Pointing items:
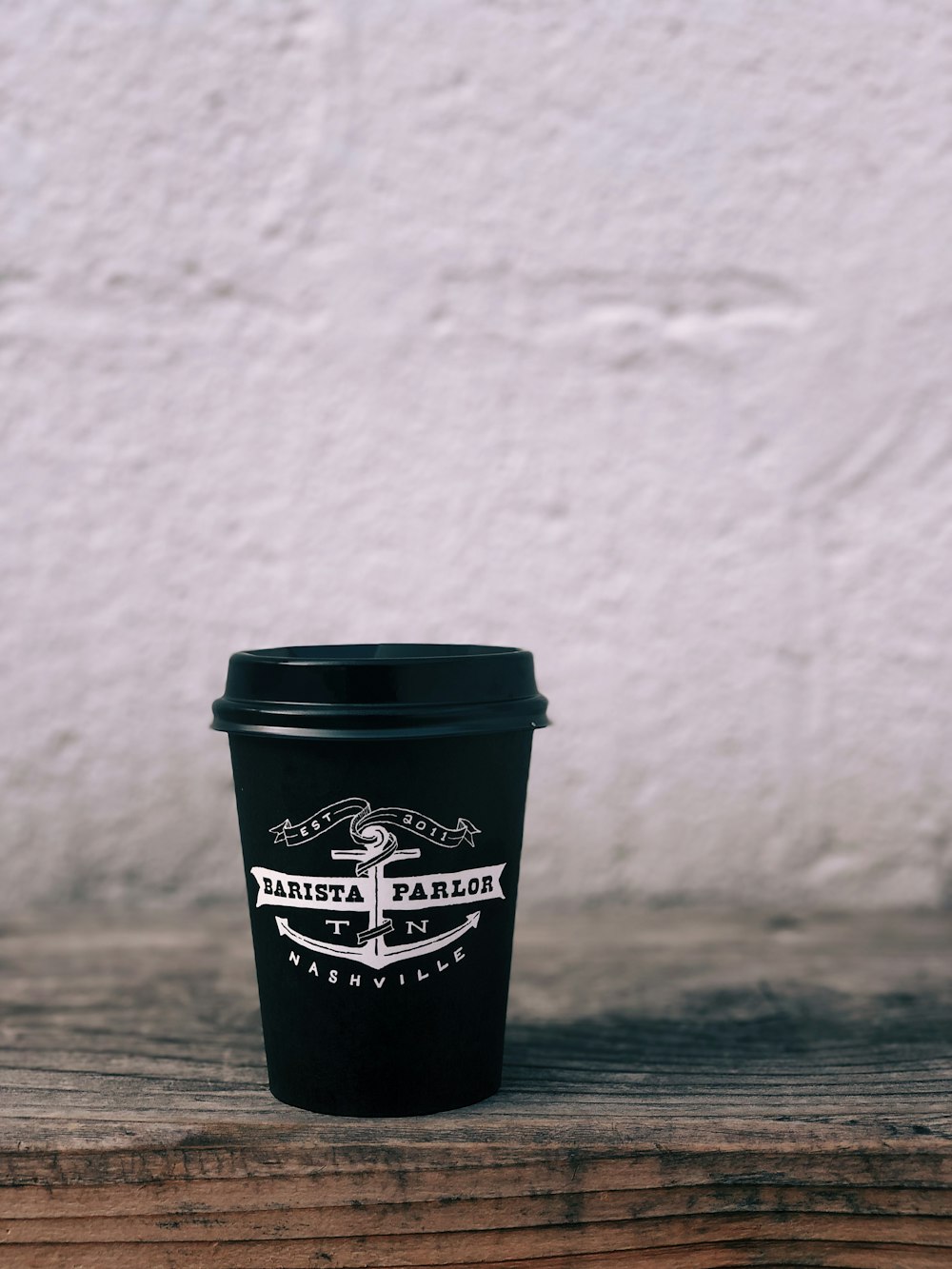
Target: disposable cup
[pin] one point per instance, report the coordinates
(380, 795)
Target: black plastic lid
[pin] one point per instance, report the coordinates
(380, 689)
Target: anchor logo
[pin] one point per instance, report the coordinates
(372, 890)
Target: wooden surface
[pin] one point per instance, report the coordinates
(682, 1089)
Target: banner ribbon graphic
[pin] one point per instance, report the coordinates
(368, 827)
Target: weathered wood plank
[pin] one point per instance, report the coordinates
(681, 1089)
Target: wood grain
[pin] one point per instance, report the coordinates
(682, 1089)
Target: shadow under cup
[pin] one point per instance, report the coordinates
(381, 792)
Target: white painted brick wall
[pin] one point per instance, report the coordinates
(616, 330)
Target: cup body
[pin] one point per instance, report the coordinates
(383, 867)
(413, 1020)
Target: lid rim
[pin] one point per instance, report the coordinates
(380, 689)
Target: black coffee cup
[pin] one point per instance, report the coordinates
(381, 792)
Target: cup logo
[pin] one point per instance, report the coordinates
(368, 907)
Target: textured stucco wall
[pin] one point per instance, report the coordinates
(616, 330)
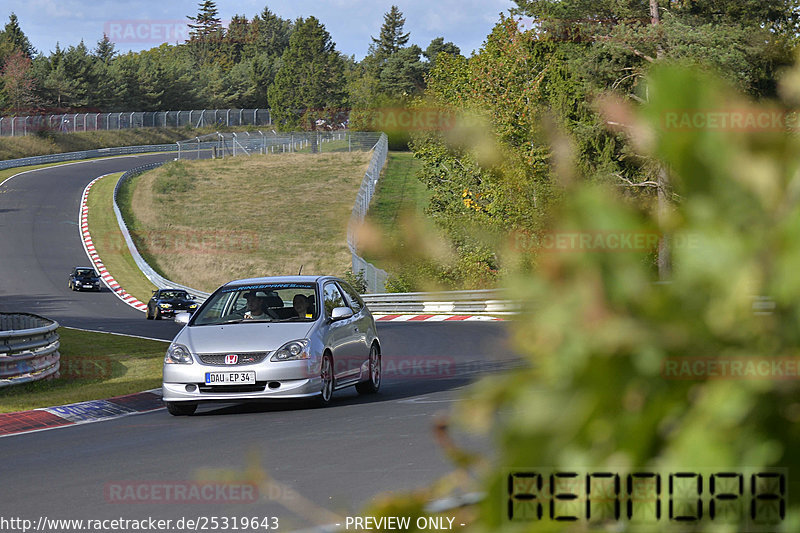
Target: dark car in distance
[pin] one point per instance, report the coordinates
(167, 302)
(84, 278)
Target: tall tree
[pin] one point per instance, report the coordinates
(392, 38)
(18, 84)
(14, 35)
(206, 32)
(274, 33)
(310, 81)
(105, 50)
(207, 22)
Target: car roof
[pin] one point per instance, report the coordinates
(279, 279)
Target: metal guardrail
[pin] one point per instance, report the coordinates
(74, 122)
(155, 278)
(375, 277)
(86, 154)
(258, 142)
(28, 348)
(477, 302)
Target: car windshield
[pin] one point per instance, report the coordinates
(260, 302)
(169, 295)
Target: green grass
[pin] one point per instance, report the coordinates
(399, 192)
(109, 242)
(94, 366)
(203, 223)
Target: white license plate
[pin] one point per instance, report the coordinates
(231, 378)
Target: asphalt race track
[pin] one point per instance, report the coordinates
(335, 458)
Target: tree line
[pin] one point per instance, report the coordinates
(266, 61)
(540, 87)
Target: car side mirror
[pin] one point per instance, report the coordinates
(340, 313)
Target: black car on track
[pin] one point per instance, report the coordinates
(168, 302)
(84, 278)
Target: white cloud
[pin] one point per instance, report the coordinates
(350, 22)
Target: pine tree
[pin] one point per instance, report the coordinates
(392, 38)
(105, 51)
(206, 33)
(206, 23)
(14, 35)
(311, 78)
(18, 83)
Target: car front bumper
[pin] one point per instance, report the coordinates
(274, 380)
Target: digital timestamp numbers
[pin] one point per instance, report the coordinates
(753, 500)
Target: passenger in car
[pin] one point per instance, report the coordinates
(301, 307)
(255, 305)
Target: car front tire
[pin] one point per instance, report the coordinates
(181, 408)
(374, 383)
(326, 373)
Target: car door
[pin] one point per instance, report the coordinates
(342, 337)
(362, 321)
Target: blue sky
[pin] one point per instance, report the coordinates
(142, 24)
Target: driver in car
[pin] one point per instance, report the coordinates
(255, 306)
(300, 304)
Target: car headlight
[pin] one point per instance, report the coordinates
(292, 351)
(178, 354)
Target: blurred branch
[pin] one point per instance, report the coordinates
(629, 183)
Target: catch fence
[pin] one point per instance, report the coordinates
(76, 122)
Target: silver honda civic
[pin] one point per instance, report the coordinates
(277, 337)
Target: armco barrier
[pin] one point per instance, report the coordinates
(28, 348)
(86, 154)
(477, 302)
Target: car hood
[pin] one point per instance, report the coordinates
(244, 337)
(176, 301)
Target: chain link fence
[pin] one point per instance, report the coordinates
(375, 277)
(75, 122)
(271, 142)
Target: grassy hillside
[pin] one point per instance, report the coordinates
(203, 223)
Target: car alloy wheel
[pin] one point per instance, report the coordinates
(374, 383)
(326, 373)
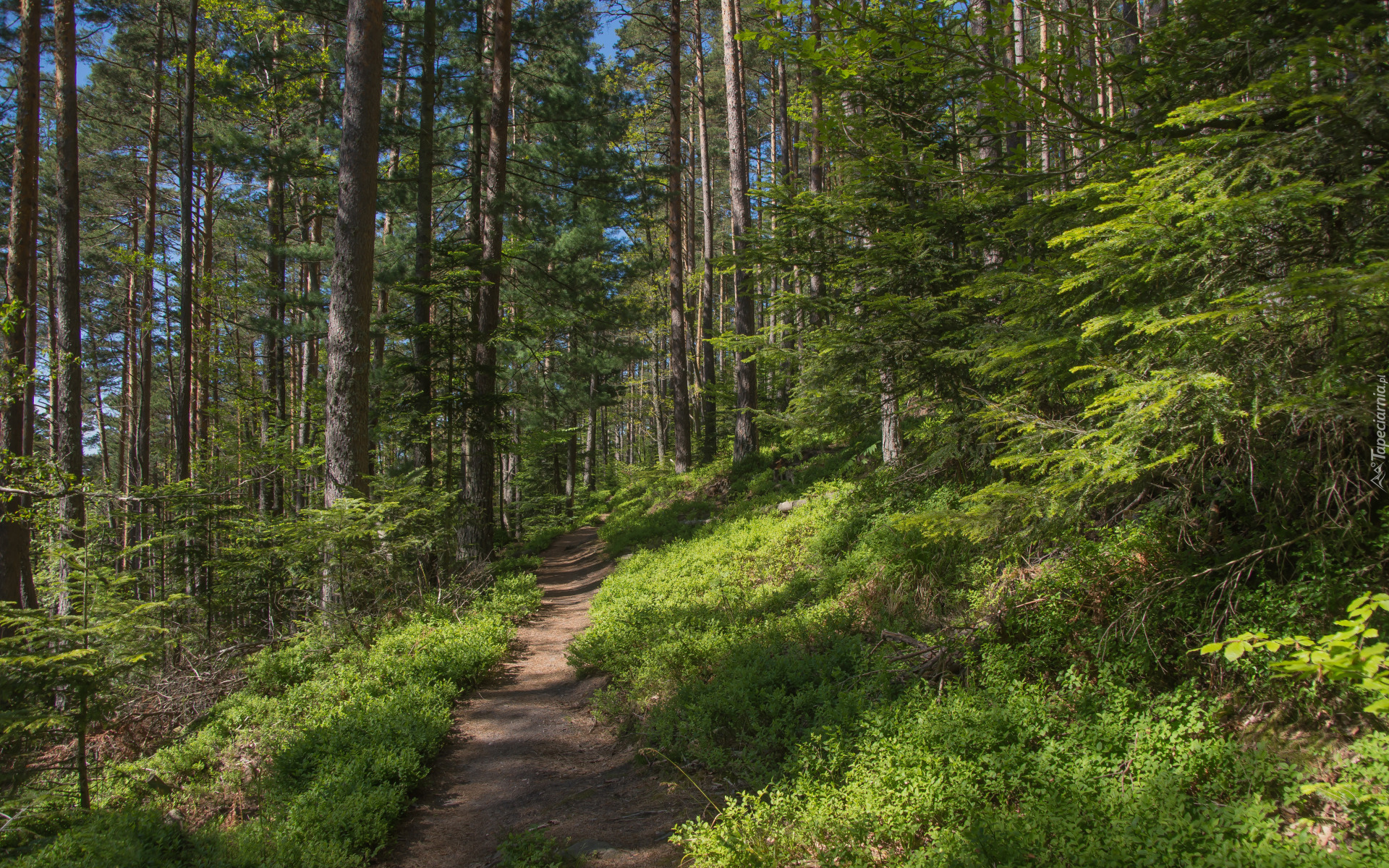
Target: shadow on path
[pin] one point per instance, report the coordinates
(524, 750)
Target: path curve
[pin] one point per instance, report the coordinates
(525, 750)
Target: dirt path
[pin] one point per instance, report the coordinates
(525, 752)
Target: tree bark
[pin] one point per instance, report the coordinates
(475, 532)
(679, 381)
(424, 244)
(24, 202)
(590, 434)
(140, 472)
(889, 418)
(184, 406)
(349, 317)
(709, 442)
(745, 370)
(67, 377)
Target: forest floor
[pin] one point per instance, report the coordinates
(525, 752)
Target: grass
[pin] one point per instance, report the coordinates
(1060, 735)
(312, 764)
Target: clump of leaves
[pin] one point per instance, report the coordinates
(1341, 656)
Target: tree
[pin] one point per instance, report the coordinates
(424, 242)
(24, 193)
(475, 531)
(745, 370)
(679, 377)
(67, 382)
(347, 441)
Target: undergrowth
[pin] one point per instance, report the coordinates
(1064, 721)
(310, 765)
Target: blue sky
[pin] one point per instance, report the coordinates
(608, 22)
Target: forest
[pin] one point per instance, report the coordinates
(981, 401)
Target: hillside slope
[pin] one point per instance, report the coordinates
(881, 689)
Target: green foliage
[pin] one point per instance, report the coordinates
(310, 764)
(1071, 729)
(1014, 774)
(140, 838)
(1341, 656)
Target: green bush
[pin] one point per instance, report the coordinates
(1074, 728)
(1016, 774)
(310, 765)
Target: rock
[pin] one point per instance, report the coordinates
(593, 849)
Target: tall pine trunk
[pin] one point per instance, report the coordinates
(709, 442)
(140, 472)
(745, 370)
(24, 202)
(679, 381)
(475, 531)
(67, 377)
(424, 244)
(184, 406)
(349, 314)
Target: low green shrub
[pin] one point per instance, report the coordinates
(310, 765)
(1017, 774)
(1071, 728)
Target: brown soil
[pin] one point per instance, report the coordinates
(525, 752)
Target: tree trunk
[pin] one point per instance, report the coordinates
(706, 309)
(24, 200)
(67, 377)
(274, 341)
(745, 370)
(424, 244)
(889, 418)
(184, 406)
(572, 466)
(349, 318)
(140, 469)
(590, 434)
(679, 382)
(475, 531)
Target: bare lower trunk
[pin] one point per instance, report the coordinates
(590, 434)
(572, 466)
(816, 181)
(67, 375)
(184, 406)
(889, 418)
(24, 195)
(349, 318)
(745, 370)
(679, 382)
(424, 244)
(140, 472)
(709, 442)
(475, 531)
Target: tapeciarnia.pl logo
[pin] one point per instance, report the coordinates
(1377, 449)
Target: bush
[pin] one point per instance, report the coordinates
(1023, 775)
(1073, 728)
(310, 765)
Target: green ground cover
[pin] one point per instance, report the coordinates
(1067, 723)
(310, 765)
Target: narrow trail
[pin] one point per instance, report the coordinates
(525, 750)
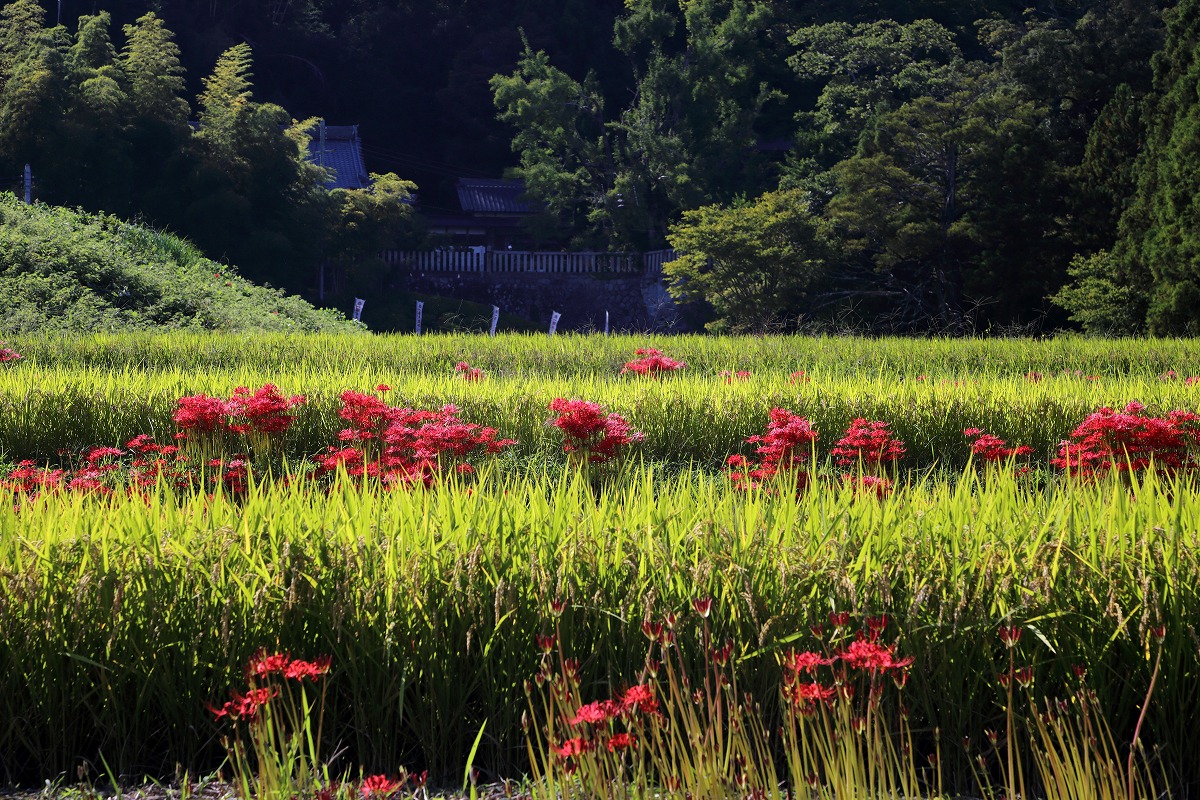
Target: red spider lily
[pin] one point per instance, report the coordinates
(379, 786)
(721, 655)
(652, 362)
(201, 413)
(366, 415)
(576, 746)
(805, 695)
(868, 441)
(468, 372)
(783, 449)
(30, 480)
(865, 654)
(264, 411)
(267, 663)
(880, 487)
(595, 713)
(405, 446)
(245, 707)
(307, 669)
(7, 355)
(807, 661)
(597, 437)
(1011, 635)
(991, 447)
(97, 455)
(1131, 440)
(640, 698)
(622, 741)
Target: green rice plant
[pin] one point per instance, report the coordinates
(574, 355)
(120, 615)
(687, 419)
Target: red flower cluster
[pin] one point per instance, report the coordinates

> Goal: Please rewrite every item above with "report the coordinates" renamed to "give the x and y position" and everything else left unchanged. Omit the pictures from your answer.

> Task result:
Target: disposable cup
[pin] one point per instance, give the x and y position
(380, 795)
Target: black plastic lid
[pin] one point per instance, give the x and y position
(380, 689)
Target: anchor logo
[pin] one point per instance, give the x and y position
(372, 890)
Target: wooden surface
[pin] one point per instance, give the x and y position
(682, 1089)
Target: banner ribbon graphic
[pin] one point per instance, give the x and y position
(368, 827)
Target: weathered wood plank
[pin] one point per instance, give the x and y position
(681, 1089)
Target: wood grain
[pin] one point per instance, give the x and y position
(682, 1089)
Target: shadow under cup
[pin] one point per instance, give the x and y position
(381, 792)
Target: white painted brick wall
[pin] one point per instance, give the x and y position
(616, 330)
Target: cup body
[pin] one point per instance, give the x and y position
(383, 867)
(413, 1020)
Target: lid rim
[pin] one point per instance, give the x and y position
(380, 689)
Target: black coffee cup
[pin] one point per instance, give the x and y position
(381, 792)
Target: cup logo
[pin] one point per instance, give the x and y position
(368, 907)
Target: textured stucco wall
[pin] one point per instance, give the x and y position
(616, 330)
Target: dark car in distance
[pin] one point per instance, give the x and y position
(167, 302)
(84, 278)
Target: tall tree
[pin] one point per instance, give the x and y position
(392, 38)
(18, 84)
(14, 35)
(206, 32)
(274, 33)
(310, 81)
(105, 50)
(207, 22)
Target: car roof
[pin] one point per instance, give the x and y position
(279, 279)
Target: metal guardrail
[pin] one point per instance, give the x and y position
(74, 122)
(155, 278)
(375, 277)
(86, 154)
(258, 142)
(28, 348)
(477, 302)
Target: car windshield
[pin] one point per instance, give the x and y position
(260, 302)
(169, 295)
Target: green grass
[pin] one point per instance, give the x and y position
(399, 192)
(109, 242)
(94, 366)
(203, 223)
Target: white license plate
[pin] one point per instance, give the x and y position
(231, 378)
Target: asphalt race track
[pin] one point per instance, give the x and y position
(335, 458)
Target: tree line
[pin] one point per instance, give the x and y position
(266, 61)
(540, 87)
Target: car side mirror
[pin] one point per instance, give the x and y position
(340, 313)
Target: black car on track
[pin] one point per instance, give the x and y position
(168, 302)
(84, 278)
Target: white cloud
[pin] one point per instance, give the x and y position
(350, 22)
Target: pine tree
[pin] one point per instance, give the x and y position
(392, 38)
(105, 51)
(206, 33)
(206, 23)
(14, 35)
(311, 78)
(18, 83)
Target: car front bumper
[pin] one point per instance, give the x and y position
(274, 380)
Target: digital timestamp numbers
[pin] one point per instance, give the x and y position
(753, 500)
Target: passenger in car
[pin] one point per instance, give the x and y position
(301, 307)
(255, 305)
Target: car front tire
[pin] one point per instance, give the x and y position
(181, 408)
(374, 383)
(326, 373)
Target: car door
[pin] one point per instance, give the x and y position
(342, 337)
(362, 321)
Target: blue sky
[pin] one point per instance, give the x and y position
(142, 24)
Target: driver in car
[pin] one point per instance, give the x and y position
(255, 306)
(300, 304)
Target: car headlight
[pin] one point per instance, give the x and y position
(292, 351)
(178, 354)
Target: blurred branch
[pin] one point per instance, give the x and y position
(629, 183)
Target: catch fence
[pin] one point per instance, give the x and y position
(76, 122)
Target: silver honda civic
[pin] one point per instance, give the x and y position
(277, 337)
Target: armco barrier
[pin] one point per instance, give the x and y position
(28, 348)
(86, 154)
(477, 302)
Target: car hood
[pin] one point per instance, give the x and y position
(244, 337)
(176, 301)
Target: chain link fence
[pin] one point per instance, give the x and y position
(375, 277)
(75, 122)
(271, 142)
Target: grassy hillside
[pin] one point per instance, give the x and y position
(203, 223)
Target: car alloy wheel
[pin] one point per instance, give the x and y position
(374, 383)
(326, 373)
Target: shadow on path
[pin] one point per instance, give the x and y position
(524, 750)
Target: path curve
[pin] one point per instance, give the x and y position
(525, 750)
Target: dirt path
[pin] one point per instance, give the x and y position
(525, 752)
Target: tree bark
[pin] one point per instance, give the x and y position
(475, 532)
(679, 381)
(424, 244)
(24, 202)
(590, 434)
(140, 472)
(889, 418)
(184, 406)
(349, 317)
(709, 442)
(745, 370)
(67, 377)
Target: forest floor
[pin] one point per instance, give the x and y position
(525, 752)
Target: grass
[pin] one point per instance, give the x and y position
(1060, 735)
(312, 764)
Target: clump of leaves
[pin] one point per instance, give the x and y position
(1341, 656)
Target: tree
[pin] one point per instance, give the x and y position
(424, 242)
(24, 193)
(475, 531)
(745, 370)
(679, 377)
(67, 382)
(347, 441)
Target: undergrowth
[pin] one point per instance, give the x and y position
(1064, 721)
(310, 765)
Target: blue sky
[pin] one point per instance, give the x and y position
(608, 22)
Target: forest
[pin] one point per instance, give the x and y position
(981, 401)
Target: hillside slope
[pin] one point per instance, give the x and y position
(881, 689)
Target: green foliage
[pin] one point per instance, give the x and y position
(310, 764)
(1071, 729)
(1014, 774)
(140, 838)
(1341, 656)
Target: green bush
[pin] one point per instance, give the x and y position
(1074, 728)
(1016, 774)
(310, 765)
Target: rock
[pin] one point per instance, give the x and y position
(593, 849)
Target: tall pine trunk
[pin] one point per instance, give the x and y position
(709, 442)
(140, 472)
(745, 370)
(24, 202)
(679, 381)
(475, 531)
(67, 377)
(424, 244)
(184, 406)
(349, 314)
Target: low green shrub
[pin] one point per instance, give the x and y position
(310, 765)
(1017, 774)
(1071, 728)
Target: brown soil
[pin] one point per instance, give the x and y position
(525, 752)
Target: tree trunk
[pin] one point per instance, give the x and y position
(706, 309)
(24, 200)
(67, 377)
(274, 341)
(745, 370)
(424, 244)
(889, 418)
(184, 406)
(572, 466)
(349, 318)
(140, 469)
(590, 434)
(679, 382)
(475, 531)
Target: bare lower trunk
[pin] one point per instance, give the x and y position
(590, 434)
(572, 466)
(816, 181)
(67, 375)
(184, 406)
(889, 418)
(24, 195)
(349, 318)
(745, 370)
(679, 382)
(424, 244)
(140, 472)
(709, 442)
(475, 531)
Target: tapeciarnia.pl logo
[pin] one point per instance, give the x and y position
(1377, 449)
Target: bush
[pin] one point per instance, give the x and y position
(1023, 775)
(1073, 728)
(310, 765)
Target: green ground cover
[pin] one point per instance, give the x and y position
(1067, 723)
(310, 765)
Target: narrow trail
[pin] one point per instance, give the x and y position
(525, 750)
Target: red spider lily
[pin] one point per instance, give the x and y position
(379, 786)
(721, 655)
(652, 362)
(201, 413)
(366, 415)
(576, 746)
(805, 695)
(868, 441)
(468, 372)
(783, 449)
(30, 480)
(865, 654)
(264, 411)
(267, 663)
(880, 487)
(595, 713)
(405, 446)
(245, 707)
(307, 669)
(7, 355)
(807, 661)
(597, 437)
(1011, 635)
(991, 447)
(97, 455)
(1131, 440)
(640, 698)
(622, 741)
Target: green rice plant
[pin] one point per instance, give the x and y position
(574, 355)
(120, 615)
(687, 419)
Target: red flower cluster
[pin] one point per instance, give the x and y position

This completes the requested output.